DOKUMENTTEXT
****************************************
Das Commando: blaset die Lunte ab, wird in einer Bewegung gemacht. Die Lunte wird gerade vor den Mund gebracht, abgeblasen, und mit ausgestrecktem Arme wieder, gleich wie vorhin, vor sich gebracht.
Das Commando: fasset die Granate, wird in 2. Bewegungen gemacht. In der ersten wird rechts umgetreten, zugleich in der Wendung mit der rechten Hand auf die Tasche geschlagen, und die Granate heraus genommen, die Lunte in der lincken Hand zur lincken Seite mit ausgestrecktem Arm vor sich gehalten. In der andern die in der rechten Hand haltende Granate, mit ausgestrecktem rechten Arm zur rechten vom Leibe, und mit der lincken Hand in einer Linie, zur rechten Seite aufgeführet und gehalten.
Das Commando: öffnet sie mit denen Zähnen, bedecket sie mit denen Daumen, wird in zwey Bewegungen gemacht. In der ersten wird die Granate mit der rechten Hand vor den Leib, und an den Mund geführet, mit denen Zähnen geöffnet, und die Brand-Röhre mit dem Daumen bedeckt; in der andern der Arm wieder in voriger Linie ausgestreckt.
Das Commando: blaset die Lunte ab, muß in einer Bewegung vollzogen werden; die Lunte wird an den Mund geführet, abgeblasen, und mit ausgestrecktem Arme vor sich gebracht.
Das Commando: zündet und werffet, wird in dreyen Bewegungen gemacht. In der ersten wird der rechte Arm mit der Granate samt dem Leibe hinterwärts zurück gesencket, selbige zugleich mit der lincken Hand angezündet, und so lange biß sie brennet, gehalten. In der andern die brennende Granate mit dem rechten Arm gerade vor sich ausgebracht, und mit denen Füssen unverrückt gestanden. In der dritten mit der lincken Hand an das Gewehr gefasst, die rechte mit der Granate hurtig zurück gebracht, eine gute Forçe gefasst, und vor sich ausgeworffen, im werffen aber mit beyden Füssen fest gestanden.
Das Commando: bringet die Lunte an ihren Ort, wird in drey Bewegungen gemacht. In der ersten wird mit dem rechten Fuß hervor getreten, beyde Hände zugleich gegen das Gesicht aufgehoben, die Lunte mit der rechten Hand vor den lincken Daumen genommen; in der andern solche an den vorigen Ort bey dem kleinen Finger gebracht; in der dritten beyde Hände an die Seite niedergelassen.
****************************************
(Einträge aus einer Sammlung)

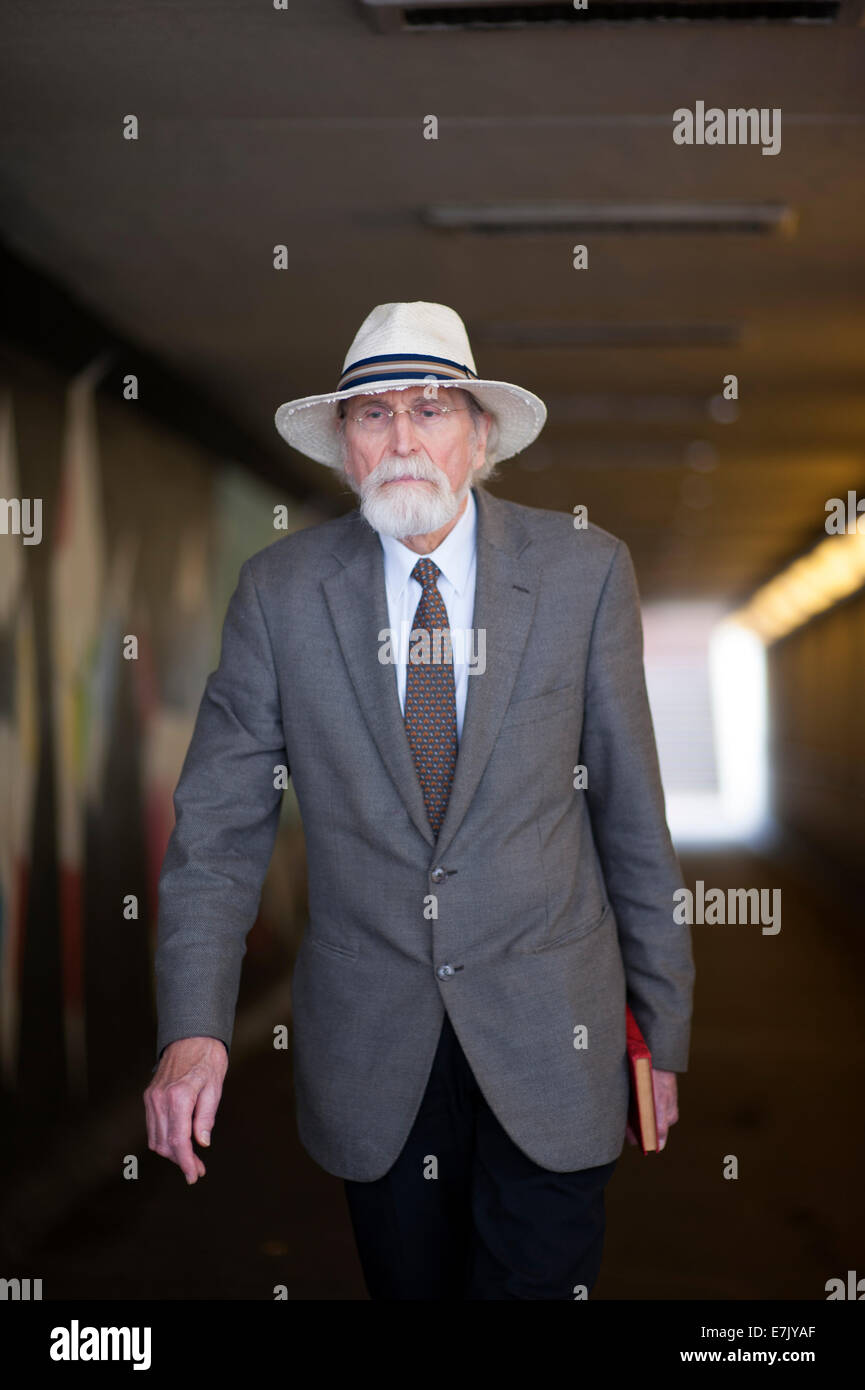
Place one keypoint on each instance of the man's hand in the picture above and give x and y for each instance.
(666, 1107)
(187, 1083)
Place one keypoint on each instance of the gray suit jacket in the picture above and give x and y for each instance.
(538, 909)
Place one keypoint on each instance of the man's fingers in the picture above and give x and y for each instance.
(205, 1114)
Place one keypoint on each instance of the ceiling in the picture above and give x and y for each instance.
(303, 127)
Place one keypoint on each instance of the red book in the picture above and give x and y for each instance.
(641, 1109)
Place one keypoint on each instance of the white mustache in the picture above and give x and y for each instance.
(391, 467)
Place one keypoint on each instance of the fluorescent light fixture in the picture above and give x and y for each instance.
(829, 573)
(753, 218)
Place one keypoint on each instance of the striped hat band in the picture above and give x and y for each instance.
(398, 367)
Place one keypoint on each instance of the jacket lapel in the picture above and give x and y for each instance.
(505, 599)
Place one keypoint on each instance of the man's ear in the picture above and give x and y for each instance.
(480, 441)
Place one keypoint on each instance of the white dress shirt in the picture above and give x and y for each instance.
(456, 558)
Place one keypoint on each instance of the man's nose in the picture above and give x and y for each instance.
(403, 434)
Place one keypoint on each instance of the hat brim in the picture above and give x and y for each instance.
(309, 424)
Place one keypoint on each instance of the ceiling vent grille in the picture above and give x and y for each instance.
(395, 15)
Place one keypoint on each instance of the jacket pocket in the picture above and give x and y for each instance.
(583, 929)
(330, 947)
(540, 706)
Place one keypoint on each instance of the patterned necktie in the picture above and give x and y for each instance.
(430, 710)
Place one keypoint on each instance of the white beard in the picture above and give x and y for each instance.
(408, 508)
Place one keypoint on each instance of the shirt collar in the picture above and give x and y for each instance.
(454, 556)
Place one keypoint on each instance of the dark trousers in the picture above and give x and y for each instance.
(491, 1223)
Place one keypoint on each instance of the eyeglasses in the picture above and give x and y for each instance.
(426, 414)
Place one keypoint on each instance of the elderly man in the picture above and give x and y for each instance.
(490, 870)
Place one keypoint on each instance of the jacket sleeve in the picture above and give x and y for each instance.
(227, 812)
(629, 822)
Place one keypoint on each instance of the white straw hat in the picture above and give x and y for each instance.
(402, 345)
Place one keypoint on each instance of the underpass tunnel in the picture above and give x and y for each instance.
(693, 317)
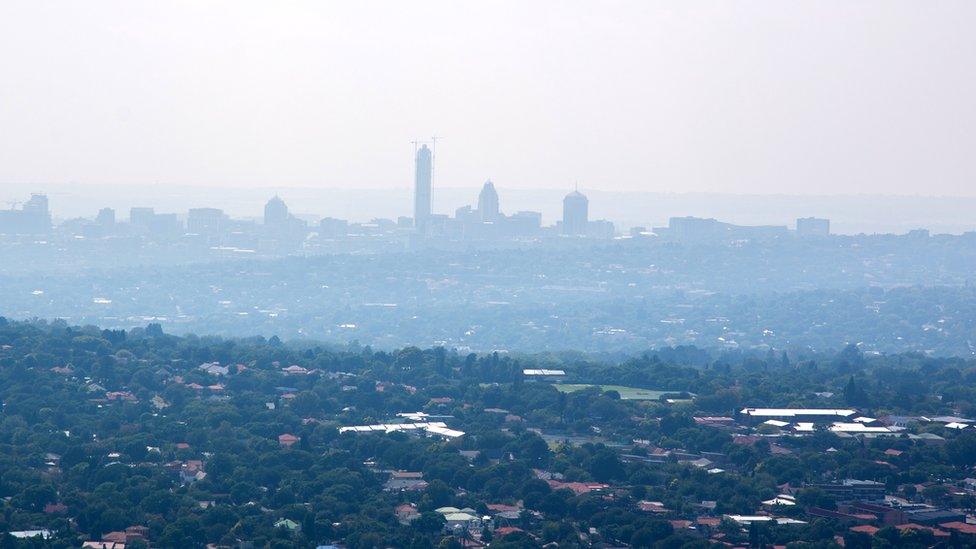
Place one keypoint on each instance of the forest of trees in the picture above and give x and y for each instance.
(99, 427)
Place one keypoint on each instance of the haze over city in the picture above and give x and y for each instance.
(746, 98)
(436, 274)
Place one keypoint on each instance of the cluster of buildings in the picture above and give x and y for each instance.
(279, 231)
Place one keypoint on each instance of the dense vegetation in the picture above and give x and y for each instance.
(121, 411)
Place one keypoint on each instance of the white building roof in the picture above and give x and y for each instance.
(796, 412)
(857, 428)
(434, 427)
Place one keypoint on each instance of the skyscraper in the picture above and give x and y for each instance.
(423, 178)
(488, 203)
(575, 214)
(275, 211)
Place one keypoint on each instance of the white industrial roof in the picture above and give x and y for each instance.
(436, 427)
(794, 412)
(857, 428)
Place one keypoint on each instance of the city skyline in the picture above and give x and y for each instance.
(761, 98)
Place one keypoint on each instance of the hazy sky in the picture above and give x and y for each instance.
(748, 97)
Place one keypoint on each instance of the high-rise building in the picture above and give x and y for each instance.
(141, 217)
(423, 180)
(812, 226)
(105, 217)
(575, 214)
(275, 211)
(488, 203)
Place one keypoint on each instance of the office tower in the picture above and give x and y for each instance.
(105, 217)
(488, 203)
(423, 179)
(812, 226)
(575, 214)
(141, 217)
(275, 212)
(37, 217)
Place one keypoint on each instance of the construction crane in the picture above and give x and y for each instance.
(433, 152)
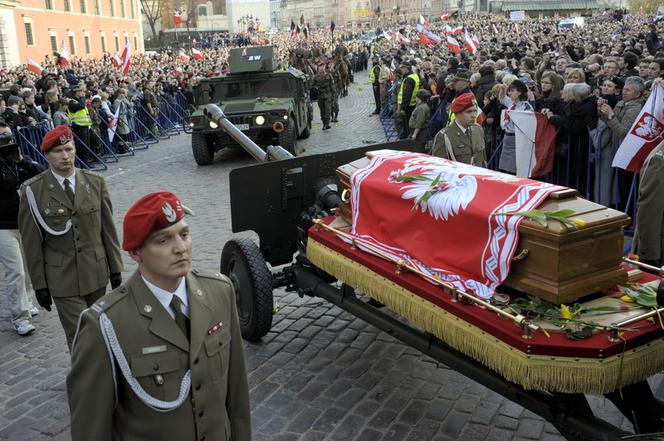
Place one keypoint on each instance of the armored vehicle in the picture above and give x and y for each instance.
(269, 106)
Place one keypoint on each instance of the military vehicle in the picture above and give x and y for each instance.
(269, 106)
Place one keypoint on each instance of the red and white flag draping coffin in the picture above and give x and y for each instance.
(535, 141)
(457, 234)
(646, 134)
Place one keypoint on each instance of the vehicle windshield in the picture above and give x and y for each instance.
(273, 87)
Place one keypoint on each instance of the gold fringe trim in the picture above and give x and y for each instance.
(555, 374)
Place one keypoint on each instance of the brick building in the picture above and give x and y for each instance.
(35, 28)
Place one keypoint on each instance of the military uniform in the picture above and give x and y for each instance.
(649, 235)
(455, 144)
(110, 401)
(70, 248)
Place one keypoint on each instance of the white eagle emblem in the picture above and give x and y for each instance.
(169, 213)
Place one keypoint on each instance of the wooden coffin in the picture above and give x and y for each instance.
(556, 263)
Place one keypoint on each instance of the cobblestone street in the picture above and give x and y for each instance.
(320, 374)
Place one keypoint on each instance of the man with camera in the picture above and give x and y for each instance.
(14, 170)
(66, 220)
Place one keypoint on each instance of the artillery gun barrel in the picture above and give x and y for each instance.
(215, 114)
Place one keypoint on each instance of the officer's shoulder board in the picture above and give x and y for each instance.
(209, 274)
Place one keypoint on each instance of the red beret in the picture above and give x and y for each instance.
(462, 102)
(58, 136)
(150, 213)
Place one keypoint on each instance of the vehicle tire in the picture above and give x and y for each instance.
(203, 153)
(243, 263)
(287, 138)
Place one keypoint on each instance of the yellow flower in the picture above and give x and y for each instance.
(579, 222)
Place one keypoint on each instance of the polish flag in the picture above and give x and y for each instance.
(177, 17)
(470, 44)
(453, 44)
(535, 141)
(196, 53)
(64, 54)
(126, 58)
(646, 134)
(34, 67)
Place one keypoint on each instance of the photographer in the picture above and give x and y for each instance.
(14, 170)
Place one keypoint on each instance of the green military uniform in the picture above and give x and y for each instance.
(649, 235)
(325, 85)
(200, 382)
(455, 144)
(70, 248)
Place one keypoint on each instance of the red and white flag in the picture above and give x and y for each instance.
(535, 140)
(117, 62)
(196, 53)
(470, 44)
(64, 54)
(177, 18)
(646, 134)
(113, 125)
(453, 44)
(34, 67)
(126, 58)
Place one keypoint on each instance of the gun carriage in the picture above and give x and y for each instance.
(300, 209)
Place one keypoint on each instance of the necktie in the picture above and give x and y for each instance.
(69, 191)
(180, 319)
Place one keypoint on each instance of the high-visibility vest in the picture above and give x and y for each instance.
(415, 78)
(80, 118)
(372, 75)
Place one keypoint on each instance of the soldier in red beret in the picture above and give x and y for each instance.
(66, 221)
(162, 354)
(463, 139)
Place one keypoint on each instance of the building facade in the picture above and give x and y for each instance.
(35, 28)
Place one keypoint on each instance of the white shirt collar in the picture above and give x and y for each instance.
(61, 180)
(165, 297)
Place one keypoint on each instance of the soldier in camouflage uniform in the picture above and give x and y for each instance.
(325, 85)
(336, 92)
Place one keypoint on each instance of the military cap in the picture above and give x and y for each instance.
(152, 212)
(462, 75)
(462, 102)
(58, 136)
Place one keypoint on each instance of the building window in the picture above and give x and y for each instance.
(29, 36)
(72, 45)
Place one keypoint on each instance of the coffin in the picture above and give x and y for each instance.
(555, 263)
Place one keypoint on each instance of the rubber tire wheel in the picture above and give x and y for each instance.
(243, 263)
(203, 154)
(287, 138)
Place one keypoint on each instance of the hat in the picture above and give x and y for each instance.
(152, 212)
(462, 102)
(462, 75)
(58, 136)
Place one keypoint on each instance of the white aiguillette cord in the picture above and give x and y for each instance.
(113, 347)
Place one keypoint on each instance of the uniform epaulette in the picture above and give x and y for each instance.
(208, 274)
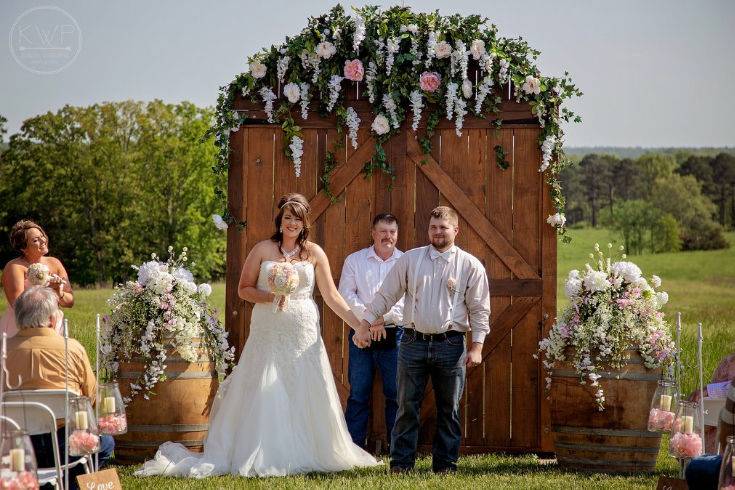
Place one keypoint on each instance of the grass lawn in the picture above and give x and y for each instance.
(701, 285)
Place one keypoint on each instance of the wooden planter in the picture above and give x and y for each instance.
(179, 411)
(614, 440)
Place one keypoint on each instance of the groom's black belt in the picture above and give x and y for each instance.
(437, 337)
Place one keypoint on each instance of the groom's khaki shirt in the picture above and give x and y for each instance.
(444, 291)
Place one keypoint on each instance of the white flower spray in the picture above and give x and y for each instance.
(353, 124)
(334, 88)
(416, 106)
(268, 96)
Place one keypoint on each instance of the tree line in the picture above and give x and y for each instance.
(657, 202)
(112, 183)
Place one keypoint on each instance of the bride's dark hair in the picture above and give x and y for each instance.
(298, 206)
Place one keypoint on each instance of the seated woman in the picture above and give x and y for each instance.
(31, 242)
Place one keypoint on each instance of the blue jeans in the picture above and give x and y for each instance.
(442, 361)
(45, 455)
(362, 364)
(703, 472)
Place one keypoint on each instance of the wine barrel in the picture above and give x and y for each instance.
(178, 412)
(614, 440)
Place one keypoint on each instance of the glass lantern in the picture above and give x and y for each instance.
(661, 416)
(727, 468)
(111, 409)
(83, 434)
(17, 461)
(686, 437)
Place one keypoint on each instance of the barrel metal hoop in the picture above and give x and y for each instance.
(605, 432)
(168, 428)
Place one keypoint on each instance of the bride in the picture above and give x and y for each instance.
(278, 412)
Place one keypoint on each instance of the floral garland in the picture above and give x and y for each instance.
(405, 59)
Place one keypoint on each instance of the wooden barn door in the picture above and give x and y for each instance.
(502, 214)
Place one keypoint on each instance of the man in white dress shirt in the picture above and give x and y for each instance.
(446, 294)
(362, 274)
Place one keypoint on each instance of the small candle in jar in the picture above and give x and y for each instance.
(17, 460)
(108, 404)
(688, 423)
(81, 420)
(665, 403)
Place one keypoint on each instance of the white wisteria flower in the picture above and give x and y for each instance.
(380, 125)
(219, 223)
(557, 220)
(268, 96)
(532, 85)
(443, 50)
(305, 99)
(353, 125)
(325, 50)
(257, 69)
(335, 84)
(297, 150)
(416, 106)
(292, 92)
(477, 48)
(596, 281)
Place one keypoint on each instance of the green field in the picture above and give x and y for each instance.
(701, 285)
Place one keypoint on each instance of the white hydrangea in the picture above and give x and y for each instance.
(627, 270)
(596, 281)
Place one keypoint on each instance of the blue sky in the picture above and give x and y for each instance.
(654, 73)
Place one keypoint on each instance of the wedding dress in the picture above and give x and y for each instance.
(278, 412)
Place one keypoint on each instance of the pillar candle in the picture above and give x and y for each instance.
(665, 404)
(108, 404)
(81, 420)
(688, 423)
(17, 459)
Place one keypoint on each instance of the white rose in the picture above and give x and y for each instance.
(596, 281)
(257, 69)
(443, 49)
(467, 88)
(532, 85)
(325, 50)
(380, 125)
(219, 223)
(205, 289)
(477, 48)
(292, 92)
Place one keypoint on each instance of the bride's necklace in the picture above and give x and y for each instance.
(289, 255)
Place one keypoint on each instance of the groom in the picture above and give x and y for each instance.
(446, 294)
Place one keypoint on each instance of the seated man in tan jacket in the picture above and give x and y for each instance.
(36, 354)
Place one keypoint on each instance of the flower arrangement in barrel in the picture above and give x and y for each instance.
(162, 310)
(612, 309)
(409, 65)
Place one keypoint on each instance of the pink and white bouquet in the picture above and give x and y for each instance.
(612, 309)
(283, 279)
(83, 442)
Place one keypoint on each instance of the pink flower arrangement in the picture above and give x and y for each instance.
(354, 70)
(113, 424)
(683, 445)
(83, 442)
(429, 81)
(19, 481)
(661, 420)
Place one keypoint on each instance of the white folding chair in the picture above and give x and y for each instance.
(22, 405)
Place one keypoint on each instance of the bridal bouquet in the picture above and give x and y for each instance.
(283, 280)
(612, 308)
(162, 310)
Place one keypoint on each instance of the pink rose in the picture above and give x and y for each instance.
(429, 81)
(354, 70)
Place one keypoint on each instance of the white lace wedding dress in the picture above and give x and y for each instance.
(278, 413)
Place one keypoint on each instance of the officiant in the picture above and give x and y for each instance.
(362, 275)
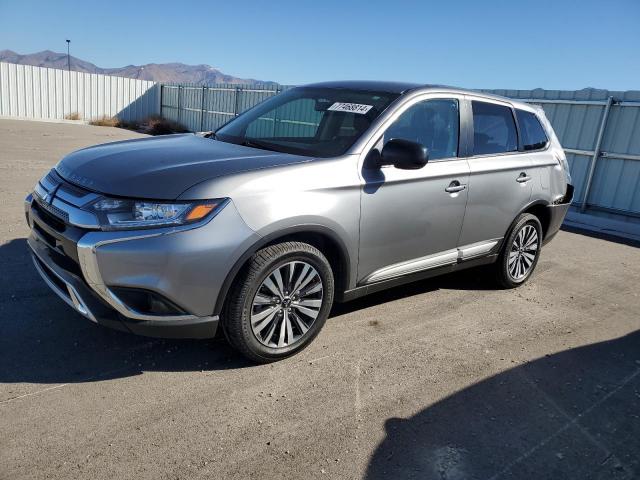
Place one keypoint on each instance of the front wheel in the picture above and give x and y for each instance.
(520, 252)
(279, 302)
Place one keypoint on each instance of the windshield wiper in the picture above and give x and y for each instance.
(258, 144)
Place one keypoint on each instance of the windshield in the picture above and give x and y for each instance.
(316, 122)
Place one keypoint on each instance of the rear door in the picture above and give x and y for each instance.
(500, 177)
(548, 178)
(411, 219)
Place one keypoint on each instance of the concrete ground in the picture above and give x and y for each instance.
(444, 379)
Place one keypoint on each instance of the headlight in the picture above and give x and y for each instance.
(115, 213)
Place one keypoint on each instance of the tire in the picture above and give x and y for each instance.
(518, 258)
(265, 317)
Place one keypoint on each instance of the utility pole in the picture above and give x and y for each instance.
(68, 56)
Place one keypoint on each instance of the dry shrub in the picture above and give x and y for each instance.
(158, 125)
(114, 122)
(105, 122)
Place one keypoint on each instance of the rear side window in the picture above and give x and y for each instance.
(494, 130)
(532, 133)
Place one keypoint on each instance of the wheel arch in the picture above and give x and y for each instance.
(320, 236)
(540, 210)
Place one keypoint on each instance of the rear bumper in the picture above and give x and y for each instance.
(557, 212)
(77, 294)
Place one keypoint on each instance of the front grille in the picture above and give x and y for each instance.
(53, 210)
(46, 213)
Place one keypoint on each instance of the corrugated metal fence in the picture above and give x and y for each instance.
(600, 132)
(599, 129)
(204, 108)
(48, 93)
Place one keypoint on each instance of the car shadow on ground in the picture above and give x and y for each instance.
(571, 415)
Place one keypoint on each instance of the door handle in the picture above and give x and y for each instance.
(523, 178)
(454, 187)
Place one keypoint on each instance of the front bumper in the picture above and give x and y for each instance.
(185, 266)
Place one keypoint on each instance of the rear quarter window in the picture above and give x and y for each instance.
(494, 129)
(531, 132)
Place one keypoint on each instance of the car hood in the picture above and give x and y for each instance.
(163, 167)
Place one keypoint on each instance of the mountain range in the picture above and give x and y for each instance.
(158, 72)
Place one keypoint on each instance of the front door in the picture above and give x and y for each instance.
(411, 219)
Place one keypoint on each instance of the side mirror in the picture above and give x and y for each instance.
(404, 154)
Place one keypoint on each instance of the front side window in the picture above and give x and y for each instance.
(432, 123)
(494, 130)
(317, 122)
(531, 131)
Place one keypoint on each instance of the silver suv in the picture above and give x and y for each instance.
(325, 192)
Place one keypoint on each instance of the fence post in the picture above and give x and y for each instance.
(179, 101)
(236, 106)
(596, 153)
(202, 109)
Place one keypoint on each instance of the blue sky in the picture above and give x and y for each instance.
(477, 44)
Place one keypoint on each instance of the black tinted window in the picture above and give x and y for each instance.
(317, 122)
(494, 130)
(433, 123)
(532, 133)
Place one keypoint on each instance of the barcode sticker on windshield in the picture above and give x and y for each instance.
(350, 107)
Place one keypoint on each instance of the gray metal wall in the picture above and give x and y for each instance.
(606, 174)
(600, 132)
(206, 108)
(47, 93)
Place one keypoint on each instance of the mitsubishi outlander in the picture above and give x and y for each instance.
(324, 192)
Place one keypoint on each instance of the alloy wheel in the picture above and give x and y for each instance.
(523, 252)
(286, 304)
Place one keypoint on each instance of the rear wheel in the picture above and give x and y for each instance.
(520, 252)
(279, 302)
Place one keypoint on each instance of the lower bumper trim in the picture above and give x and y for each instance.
(76, 293)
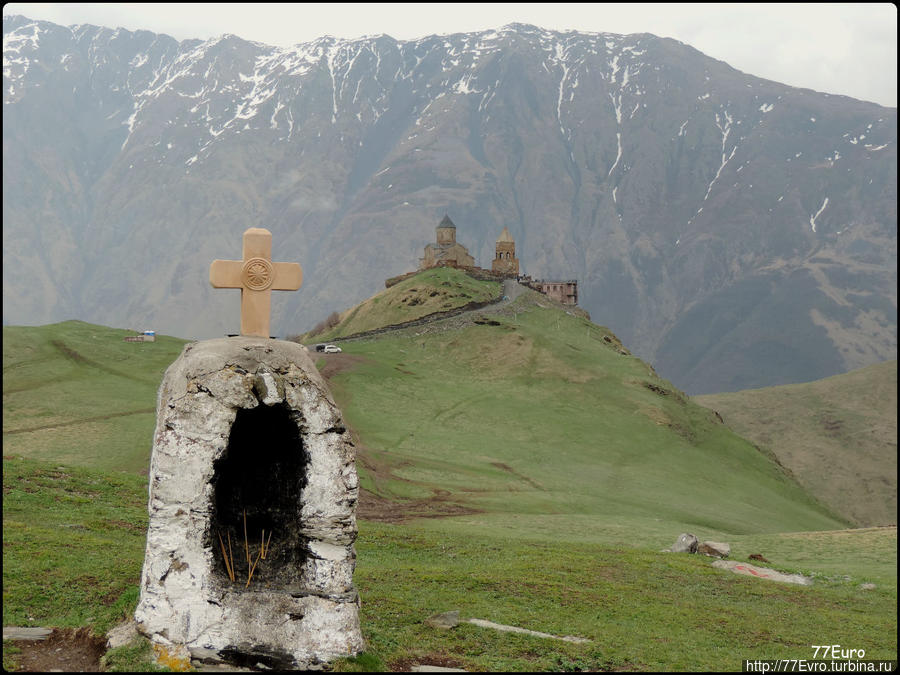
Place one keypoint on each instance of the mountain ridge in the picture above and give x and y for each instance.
(610, 158)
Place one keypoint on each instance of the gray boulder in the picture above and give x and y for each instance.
(686, 543)
(715, 549)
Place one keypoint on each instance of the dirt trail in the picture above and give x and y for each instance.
(512, 289)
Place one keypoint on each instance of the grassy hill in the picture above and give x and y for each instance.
(76, 393)
(548, 467)
(439, 289)
(837, 435)
(542, 423)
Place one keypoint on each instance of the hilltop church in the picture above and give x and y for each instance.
(446, 251)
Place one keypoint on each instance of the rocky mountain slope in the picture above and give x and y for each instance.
(734, 231)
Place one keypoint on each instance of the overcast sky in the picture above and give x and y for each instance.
(838, 48)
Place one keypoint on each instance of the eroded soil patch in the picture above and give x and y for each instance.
(379, 509)
(65, 649)
(405, 665)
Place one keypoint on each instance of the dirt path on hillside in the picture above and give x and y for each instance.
(512, 289)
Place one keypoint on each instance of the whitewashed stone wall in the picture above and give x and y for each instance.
(287, 618)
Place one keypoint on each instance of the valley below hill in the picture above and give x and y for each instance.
(838, 436)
****************************************
KURZAUFTRAG
Zählen Sie alle Kommandos aus dem Text über das Granatenwerfen in der Reihenfolge ihres Auftretens auf, Wiederholungen eingeschlossen. Geben Sie zu jedem Kommando an, in wie vielen Bewegungen es ausgeführt wird.

ANTWORT
1. „blaset die Lunte ab“: eine Bewegung
2. „fasset die Granate“: zwei Bewegungen
3. „öffnet sie mit denen Zähnen, bedecket sie mit denen Daumen“: zwei Bewegungen
4. „blaset die Lunte ab“: eine Bewegung
5. „zündet und werffet“: drei Bewegungen
6. „bringet die Lunte an ihren Ort“: drei Bewegungen